(Excerpts from point annotation data)
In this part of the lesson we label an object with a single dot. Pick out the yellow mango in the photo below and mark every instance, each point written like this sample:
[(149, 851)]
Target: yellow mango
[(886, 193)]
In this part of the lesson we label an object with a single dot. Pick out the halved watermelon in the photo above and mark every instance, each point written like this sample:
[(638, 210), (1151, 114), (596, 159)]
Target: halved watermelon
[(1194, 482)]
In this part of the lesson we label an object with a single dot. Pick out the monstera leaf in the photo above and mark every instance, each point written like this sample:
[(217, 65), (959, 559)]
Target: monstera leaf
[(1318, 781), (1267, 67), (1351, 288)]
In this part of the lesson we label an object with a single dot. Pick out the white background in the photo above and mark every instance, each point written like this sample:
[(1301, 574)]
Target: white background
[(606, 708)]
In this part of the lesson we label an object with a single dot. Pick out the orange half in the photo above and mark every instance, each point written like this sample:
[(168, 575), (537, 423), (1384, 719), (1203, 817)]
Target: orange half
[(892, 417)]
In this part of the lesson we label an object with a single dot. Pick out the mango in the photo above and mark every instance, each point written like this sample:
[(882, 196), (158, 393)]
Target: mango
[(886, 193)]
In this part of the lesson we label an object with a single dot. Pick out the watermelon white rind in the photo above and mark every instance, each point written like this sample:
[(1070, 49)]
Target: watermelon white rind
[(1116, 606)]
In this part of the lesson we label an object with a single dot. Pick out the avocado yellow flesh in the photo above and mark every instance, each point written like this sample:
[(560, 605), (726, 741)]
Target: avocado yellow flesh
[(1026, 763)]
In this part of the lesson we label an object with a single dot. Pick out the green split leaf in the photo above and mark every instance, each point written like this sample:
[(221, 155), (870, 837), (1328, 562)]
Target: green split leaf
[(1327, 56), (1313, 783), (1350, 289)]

Instruction:
Copy out verbatim the part of the entries that begins with the line containing "out the mango" and runs through the final line of the entries, including both ends.

Solution to the exercise:
In this part of the lesson we label an object with a single dot. Pick out the mango in the photo above and mark every instance, each point written like this sample:
[(882, 196), (158, 393)]
Target: mango
[(886, 193)]
In this part of the lesson we label an object with a single dot. Pick out the watermelon white rind in the photo above and mark every instance, each point written like this sample:
[(1070, 49)]
Target: watermelon white rind
[(1116, 606)]
In this part of the lesson we label an object with a single dot. Pick out the avocado yellow flesh in the photo above and mark every instance, each point written like this sample:
[(560, 605), (726, 741)]
Target: avocado yellow flesh
[(1026, 763)]
In this part of the lesson we label an object with a single dot. Pick out the green split leaf in the photo above and mark every instance, each point written like this sample:
[(221, 155), (870, 837), (1328, 562)]
Target: green split leaf
[(1327, 56), (1313, 783), (1350, 289)]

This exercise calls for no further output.